##### Excerpted data #####

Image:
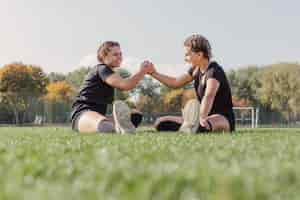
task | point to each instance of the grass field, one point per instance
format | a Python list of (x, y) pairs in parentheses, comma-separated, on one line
[(55, 163)]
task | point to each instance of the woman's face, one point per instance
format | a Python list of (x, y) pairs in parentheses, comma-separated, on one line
[(191, 57), (113, 57)]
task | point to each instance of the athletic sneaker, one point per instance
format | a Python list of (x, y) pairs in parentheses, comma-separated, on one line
[(121, 114), (190, 115)]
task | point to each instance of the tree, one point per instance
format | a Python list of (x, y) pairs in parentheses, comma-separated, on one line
[(20, 84), (245, 83), (76, 77), (149, 98), (54, 77), (281, 88), (59, 91), (58, 98), (173, 100)]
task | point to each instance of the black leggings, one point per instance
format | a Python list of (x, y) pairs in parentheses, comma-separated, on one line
[(136, 118)]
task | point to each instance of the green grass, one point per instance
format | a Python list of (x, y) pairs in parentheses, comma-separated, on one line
[(55, 163)]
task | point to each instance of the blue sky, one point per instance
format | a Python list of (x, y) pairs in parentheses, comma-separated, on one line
[(61, 35)]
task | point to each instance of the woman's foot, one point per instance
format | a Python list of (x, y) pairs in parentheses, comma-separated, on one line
[(190, 115), (122, 118)]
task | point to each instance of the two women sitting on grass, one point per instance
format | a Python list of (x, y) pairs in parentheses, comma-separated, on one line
[(211, 111)]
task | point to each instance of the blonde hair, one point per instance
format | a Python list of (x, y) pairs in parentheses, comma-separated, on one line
[(199, 43), (104, 49)]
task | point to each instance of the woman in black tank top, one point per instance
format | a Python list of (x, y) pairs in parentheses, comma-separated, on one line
[(215, 110), (97, 91)]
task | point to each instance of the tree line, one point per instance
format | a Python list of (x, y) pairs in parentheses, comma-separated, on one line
[(26, 91)]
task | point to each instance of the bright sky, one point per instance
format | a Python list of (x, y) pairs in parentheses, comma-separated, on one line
[(61, 35)]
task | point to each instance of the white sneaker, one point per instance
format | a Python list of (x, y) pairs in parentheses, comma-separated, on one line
[(190, 115), (121, 115)]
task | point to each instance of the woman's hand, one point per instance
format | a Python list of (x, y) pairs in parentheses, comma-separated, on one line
[(147, 67)]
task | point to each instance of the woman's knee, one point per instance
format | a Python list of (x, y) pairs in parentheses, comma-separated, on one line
[(88, 122), (167, 124)]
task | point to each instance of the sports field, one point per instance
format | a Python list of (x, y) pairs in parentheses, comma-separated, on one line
[(55, 163)]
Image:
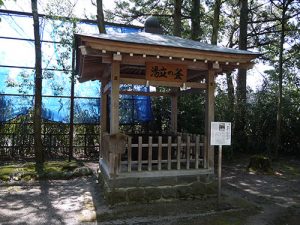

#####

→ Given instruction: Rewrite the whole listing above, changing every "sneaker" to "shoe" and keeping everything else the same. Don't include the pictures.

→ Output for this task:
Image:
task | point to each instance of the grass field, one point per instance
format | a Python list of (x, y) pairs in parentheses, comma-separated, on one line
[(55, 163)]
task | point to each instance of the woman's face, one point per instance
format | a Python list of (x, y) pairs in parentheses, comma-separated, on one line
[(191, 57), (113, 57)]
task | point to each instance of the athletic shoe, one point per instance
format | a Python list of (x, y) pairs in parentheses, comma-separated, on one line
[(121, 114), (190, 115)]
task | point to each instance of the tree, one point per instance
format | a Python list of (x, y) pairs in parentheses, comma-separated, on one line
[(20, 84), (245, 83), (76, 77), (149, 98), (54, 77), (281, 88), (59, 91), (58, 98), (173, 100)]
task | point to each instance of the black leggings, one point per instance
format | a Python list of (x, y) pairs in parentheses, comma-separated, on one line
[(136, 118)]
task | point to each instance of the green grass, one point per instance
format | a Python list of (x, y) pairs in parentheses, comma-separated, on one line
[(55, 163)]
task | point to each instance of the blue sky, one point per instance
format | a Python list of (x, y) pairs in parentheses, comma-separated, on one line
[(61, 35)]
task | point to each instance of the woman's foot, one point per instance
format | a Python list of (x, y) pairs in parentheses, comma-separated, on one line
[(190, 115), (122, 118)]
task | point to each instance of the two women sitting on grass, one point per instance
format | a Python list of (x, y) pairs in parentheses, comma-separated, on one line
[(211, 111)]
task | point to each instance of the blonde hair, one point per instance
format | a Python list of (x, y) pairs in parentheses, comma-separated, on one line
[(199, 43), (104, 49)]
task | point to each instance of the woman in black tank top, one point per instance
format | a Python list of (x, y) pairs in parentheses, comma-separated, on one line
[(215, 110), (97, 91)]
task | point to each instance of the tree line, one point per instance
format | a Python list of (x, y) pairs in parentheses, comma-separated, on one line
[(26, 91)]
task | point to each instance of the bright sky, one point per instance
format | a Python list of (x, y) pairs in parentheses, comma-separated, on one line
[(61, 35)]
task | point to each instance of the white shoe, one point per instance
format | a Python list of (x, y) pairs in parentheses, comma-separated, on one line
[(190, 115), (121, 115)]
task | point to each instance of the woman's hand, one point per instance
format | a Python list of (x, y) pairs in parentheses, comma-separated, on one line
[(147, 67)]
task | point to each instance of the woman's knee, one point per instance
format | a Python list of (x, y) pairs in parentheses, comma-separated, on one line
[(88, 122), (167, 124)]
task | point to each instance of the sports field, one point per instance
format | a Python list of (x, y) pairs in parentheses, comma-separated, on one line
[(55, 163)]
Image:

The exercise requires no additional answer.